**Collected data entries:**
[start]
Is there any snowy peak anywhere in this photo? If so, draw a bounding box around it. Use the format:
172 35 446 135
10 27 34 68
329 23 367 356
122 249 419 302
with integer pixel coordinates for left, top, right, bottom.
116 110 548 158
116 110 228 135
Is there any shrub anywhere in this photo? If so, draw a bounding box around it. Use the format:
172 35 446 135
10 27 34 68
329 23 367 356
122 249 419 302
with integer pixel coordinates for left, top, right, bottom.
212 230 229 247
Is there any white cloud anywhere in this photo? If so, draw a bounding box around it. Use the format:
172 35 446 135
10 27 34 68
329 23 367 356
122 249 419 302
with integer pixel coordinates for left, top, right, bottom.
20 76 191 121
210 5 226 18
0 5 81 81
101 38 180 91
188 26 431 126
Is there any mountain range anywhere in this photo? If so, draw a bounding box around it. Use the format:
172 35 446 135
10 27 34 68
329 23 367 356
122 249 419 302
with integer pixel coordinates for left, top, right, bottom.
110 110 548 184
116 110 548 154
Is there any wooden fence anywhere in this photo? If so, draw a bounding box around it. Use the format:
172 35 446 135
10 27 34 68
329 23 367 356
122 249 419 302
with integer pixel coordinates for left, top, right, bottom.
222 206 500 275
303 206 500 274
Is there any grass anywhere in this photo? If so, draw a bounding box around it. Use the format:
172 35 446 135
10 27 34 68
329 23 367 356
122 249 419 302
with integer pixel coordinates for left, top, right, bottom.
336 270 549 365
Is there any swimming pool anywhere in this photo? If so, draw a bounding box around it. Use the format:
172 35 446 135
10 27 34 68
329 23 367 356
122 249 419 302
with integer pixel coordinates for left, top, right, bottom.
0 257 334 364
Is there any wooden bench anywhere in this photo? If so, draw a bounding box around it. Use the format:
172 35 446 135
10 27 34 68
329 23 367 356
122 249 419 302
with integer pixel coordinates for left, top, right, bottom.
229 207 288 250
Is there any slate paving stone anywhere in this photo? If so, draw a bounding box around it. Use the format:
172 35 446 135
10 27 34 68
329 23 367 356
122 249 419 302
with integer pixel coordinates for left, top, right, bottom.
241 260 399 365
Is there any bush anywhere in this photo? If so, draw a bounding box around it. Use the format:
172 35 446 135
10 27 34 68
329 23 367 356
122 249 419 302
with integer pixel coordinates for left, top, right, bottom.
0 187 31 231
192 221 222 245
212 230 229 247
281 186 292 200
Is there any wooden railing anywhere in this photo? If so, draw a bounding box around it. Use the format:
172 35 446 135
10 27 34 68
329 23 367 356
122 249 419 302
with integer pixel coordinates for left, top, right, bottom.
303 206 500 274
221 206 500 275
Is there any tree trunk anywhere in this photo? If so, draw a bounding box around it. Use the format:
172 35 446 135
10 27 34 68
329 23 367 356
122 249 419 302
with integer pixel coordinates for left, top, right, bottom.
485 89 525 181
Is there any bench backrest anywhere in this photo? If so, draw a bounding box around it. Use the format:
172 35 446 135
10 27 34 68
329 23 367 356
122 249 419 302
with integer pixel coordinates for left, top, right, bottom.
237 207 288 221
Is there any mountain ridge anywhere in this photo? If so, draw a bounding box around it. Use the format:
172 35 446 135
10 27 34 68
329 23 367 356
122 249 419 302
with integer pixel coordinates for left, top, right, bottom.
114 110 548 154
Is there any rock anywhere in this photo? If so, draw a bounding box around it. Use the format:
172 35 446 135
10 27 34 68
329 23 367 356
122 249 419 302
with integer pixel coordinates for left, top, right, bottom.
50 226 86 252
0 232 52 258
[end]
**SHORT EXERCISE:**
Lay out the stretch of the data above from the line containing "Is there any white" through the line containing "116 110 548 154" as a JSON list of strings, one string per line, skipping blank lines.

**THE OUTPUT:**
[
  "Is there any white cloud anywhere in this photo? If so, draw a bounding box around it. Use the format:",
  "172 35 446 135",
  "10 27 34 68",
  "329 23 367 356",
  "122 249 419 302",
  "with integer pixel coordinates for left, top, right, bottom.",
  "20 76 191 121",
  "210 5 226 18",
  "0 5 81 81",
  "101 38 180 91",
  "188 26 431 126",
  "Is there any mountain range anywhere in this photo? If so, draw a bounding box around it. Use the format:",
  "172 35 446 135",
  "10 27 34 68",
  "329 23 367 356",
  "122 249 419 302",
  "with integer pixel coordinates for left, top, right, bottom.",
  "110 110 548 184",
  "116 110 548 154"
]